Written task
Copy each of the records below word for word, with no changes.

Stored rows
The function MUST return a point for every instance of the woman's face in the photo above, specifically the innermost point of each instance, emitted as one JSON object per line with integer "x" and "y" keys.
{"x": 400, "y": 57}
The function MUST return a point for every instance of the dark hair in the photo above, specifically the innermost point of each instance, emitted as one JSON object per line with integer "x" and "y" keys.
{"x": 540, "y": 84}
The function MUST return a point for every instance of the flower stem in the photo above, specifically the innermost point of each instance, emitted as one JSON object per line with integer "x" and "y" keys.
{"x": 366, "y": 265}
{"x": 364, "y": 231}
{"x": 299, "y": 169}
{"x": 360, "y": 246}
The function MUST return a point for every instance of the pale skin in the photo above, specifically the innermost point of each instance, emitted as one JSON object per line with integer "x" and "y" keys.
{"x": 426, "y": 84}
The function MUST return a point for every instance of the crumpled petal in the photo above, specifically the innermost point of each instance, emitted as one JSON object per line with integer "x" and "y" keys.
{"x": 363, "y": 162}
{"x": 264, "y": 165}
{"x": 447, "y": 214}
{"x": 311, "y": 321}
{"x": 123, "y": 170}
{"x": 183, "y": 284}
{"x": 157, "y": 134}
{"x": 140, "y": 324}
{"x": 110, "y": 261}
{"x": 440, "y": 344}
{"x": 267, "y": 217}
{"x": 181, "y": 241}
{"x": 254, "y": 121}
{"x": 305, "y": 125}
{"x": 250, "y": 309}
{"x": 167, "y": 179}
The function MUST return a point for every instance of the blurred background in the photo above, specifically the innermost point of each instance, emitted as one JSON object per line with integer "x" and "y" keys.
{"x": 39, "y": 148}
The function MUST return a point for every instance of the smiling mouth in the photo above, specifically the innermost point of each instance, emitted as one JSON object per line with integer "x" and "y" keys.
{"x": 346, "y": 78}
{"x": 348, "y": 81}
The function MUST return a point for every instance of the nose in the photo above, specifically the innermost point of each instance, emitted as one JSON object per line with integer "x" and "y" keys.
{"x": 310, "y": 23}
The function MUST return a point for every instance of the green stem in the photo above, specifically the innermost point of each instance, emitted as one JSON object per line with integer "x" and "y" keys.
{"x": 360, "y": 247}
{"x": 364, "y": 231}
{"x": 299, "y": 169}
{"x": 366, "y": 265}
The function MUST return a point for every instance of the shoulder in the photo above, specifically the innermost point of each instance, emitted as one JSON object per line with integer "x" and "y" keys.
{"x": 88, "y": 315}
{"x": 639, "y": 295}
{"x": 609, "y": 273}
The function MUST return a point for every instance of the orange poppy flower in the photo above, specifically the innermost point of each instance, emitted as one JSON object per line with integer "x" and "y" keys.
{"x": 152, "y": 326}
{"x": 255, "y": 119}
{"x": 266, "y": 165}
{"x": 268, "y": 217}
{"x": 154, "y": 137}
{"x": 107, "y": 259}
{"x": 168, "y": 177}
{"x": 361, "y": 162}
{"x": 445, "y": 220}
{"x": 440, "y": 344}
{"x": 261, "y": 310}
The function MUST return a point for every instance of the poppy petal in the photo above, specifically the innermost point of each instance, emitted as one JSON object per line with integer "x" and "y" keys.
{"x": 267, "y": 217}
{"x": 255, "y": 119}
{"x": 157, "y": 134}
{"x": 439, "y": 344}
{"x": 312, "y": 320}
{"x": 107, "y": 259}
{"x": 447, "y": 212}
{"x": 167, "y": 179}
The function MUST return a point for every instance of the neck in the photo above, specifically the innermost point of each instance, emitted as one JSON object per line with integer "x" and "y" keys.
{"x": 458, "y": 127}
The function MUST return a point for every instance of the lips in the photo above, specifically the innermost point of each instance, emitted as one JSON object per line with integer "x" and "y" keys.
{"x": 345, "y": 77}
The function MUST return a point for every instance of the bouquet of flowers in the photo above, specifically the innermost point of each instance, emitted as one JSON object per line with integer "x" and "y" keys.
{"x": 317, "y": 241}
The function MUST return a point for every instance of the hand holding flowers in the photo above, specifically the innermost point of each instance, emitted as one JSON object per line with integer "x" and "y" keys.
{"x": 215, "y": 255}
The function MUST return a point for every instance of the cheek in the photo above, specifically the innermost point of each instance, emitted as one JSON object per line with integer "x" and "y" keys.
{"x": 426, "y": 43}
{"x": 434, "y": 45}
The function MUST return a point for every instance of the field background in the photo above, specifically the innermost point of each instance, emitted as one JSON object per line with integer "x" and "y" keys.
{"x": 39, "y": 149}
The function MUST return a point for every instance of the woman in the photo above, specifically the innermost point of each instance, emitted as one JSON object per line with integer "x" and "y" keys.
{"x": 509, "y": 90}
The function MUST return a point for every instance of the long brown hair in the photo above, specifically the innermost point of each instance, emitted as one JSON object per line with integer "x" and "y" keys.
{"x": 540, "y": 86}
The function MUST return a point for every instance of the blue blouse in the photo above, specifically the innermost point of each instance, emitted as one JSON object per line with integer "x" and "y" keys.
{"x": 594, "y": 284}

The reply
The function MUST return a point for every instance of the woman's face in the photo above, specifically the innermost point of each instance, emitted as one JSON object per line with integer "x" and "y" keys.
{"x": 400, "y": 57}
The function MUST return a point for every instance of the dark hair in the photo above, specifically the innermost point of each instance, emitted as one JSON object per line with integer "x" and "y" keys.
{"x": 540, "y": 84}
The function MUST return a point for every instance of the flower stem in the photo above, specifically the innermost point of each instance, emitted as one JSON object per line with integer "x" and "y" keys.
{"x": 366, "y": 265}
{"x": 364, "y": 231}
{"x": 299, "y": 169}
{"x": 360, "y": 246}
The function MUST return a point for every instance of the pale skin in the photo above, specifically the innermost point of each instance, emitted as one JSON object per line with integer "x" and "y" keys.
{"x": 426, "y": 84}
The function MUST return a point for every instance of the crumpled petal in the photo above, specifically the innermost point of each instance, emitted as one JSON object per line with integer "x" and "y" keys.
{"x": 363, "y": 162}
{"x": 264, "y": 165}
{"x": 447, "y": 214}
{"x": 311, "y": 321}
{"x": 123, "y": 170}
{"x": 183, "y": 284}
{"x": 157, "y": 134}
{"x": 140, "y": 324}
{"x": 110, "y": 261}
{"x": 440, "y": 344}
{"x": 267, "y": 217}
{"x": 181, "y": 241}
{"x": 254, "y": 121}
{"x": 305, "y": 125}
{"x": 250, "y": 309}
{"x": 167, "y": 179}
The function MUST return a point for every instance of the blurred background in the photo above, specifically the innermost point of each instance, emitted as one JSON object per line with integer "x" and "y" keys.
{"x": 39, "y": 148}
The function MUST return a point for every instance of the smiling mouth in the photo above, specifically the innermost point of each instance, emitted as one JSON object per line with integer "x" and "y" keys.
{"x": 346, "y": 78}
{"x": 348, "y": 81}
The function MUST return a point for every instance of the nose in the photo above, specifically the innermost point of each instance, emitted as one JSON object per line with integer "x" and "y" keys.
{"x": 310, "y": 23}
The function MUST return a point for every instance of the green stem in the photo above, specifically the innermost point of each instance, emitted as one JSON object per line with integer "x" and "y" keys.
{"x": 360, "y": 247}
{"x": 364, "y": 231}
{"x": 299, "y": 169}
{"x": 366, "y": 265}
The function MUST return a point for every instance of the shoulder in the photo above, specifically the innermost point of each instance, emitted as one JSON object per line with integer "x" and "y" keys.
{"x": 88, "y": 315}
{"x": 639, "y": 295}
{"x": 609, "y": 273}
The function MUST return a point for every instance of the orange poppy flower in the photo above, specifically the innermost point of each instance, emitted as one JSON object per line with integer "x" and "y" keys.
{"x": 152, "y": 326}
{"x": 255, "y": 119}
{"x": 266, "y": 165}
{"x": 268, "y": 217}
{"x": 154, "y": 137}
{"x": 107, "y": 259}
{"x": 168, "y": 177}
{"x": 361, "y": 162}
{"x": 445, "y": 220}
{"x": 440, "y": 344}
{"x": 261, "y": 310}
The function MUST return a point for every instance of the poppy petal in the photo above, specifically the innermost point of each instance, emitted as one JSON object per line with integer "x" and "y" keys.
{"x": 267, "y": 217}
{"x": 255, "y": 119}
{"x": 157, "y": 134}
{"x": 439, "y": 344}
{"x": 312, "y": 320}
{"x": 107, "y": 259}
{"x": 447, "y": 212}
{"x": 167, "y": 179}
The function MUST return a point for every instance of the neck in the photo above, specifically the innermost point of each instance, emitted as one JSON object per line with integer "x" and "y" keys.
{"x": 458, "y": 127}
The function MUST return a point for every instance of the lips in the photo above, specifically the innermost point of each instance, emitted as one JSON object per line with integer "x" and "y" keys.
{"x": 345, "y": 77}
The function MUST return a point for every instance of the bouquet of flowers in the photo above, specifically the innermost point of each instance, emitted as one JSON object per line with integer "x" and "y" keys.
{"x": 317, "y": 241}
The function MUST return a point for every instance of the hand holding flowers in the photo above, specifically the innermost point of each instance, emitted as one JSON object per line with integer "x" and "y" keys.
{"x": 215, "y": 255}
The function MUST return a point for every instance of the cheek in the photo above, specifically the innermost point of each instance, emitted as one JSON object per line with integer "x" and "y" keys.
{"x": 426, "y": 43}
{"x": 434, "y": 45}
The function MUST return a point for every instance of the field background in the photo above, specifically the innermost point of each instance, emitted as one JSON object per line with integer "x" and "y" keys.
{"x": 39, "y": 149}
The function MUST return a point for every instance of the woman in the photo above, specifically the innermost point of each instance, emitted as one JSON object per line with integer "x" and "y" keys.
{"x": 509, "y": 90}
The function MUST return a point for every instance of the long brown hair in the photo above, specifically the innermost point of each instance, emitted as one JSON object per line with integer "x" and "y" keys.
{"x": 540, "y": 86}
The function MUST return a point for every instance of the blue blouse in the photo above, specifically the innermost point of each instance, emitted as one JSON object per line with integer "x" and "y" keys.
{"x": 594, "y": 284}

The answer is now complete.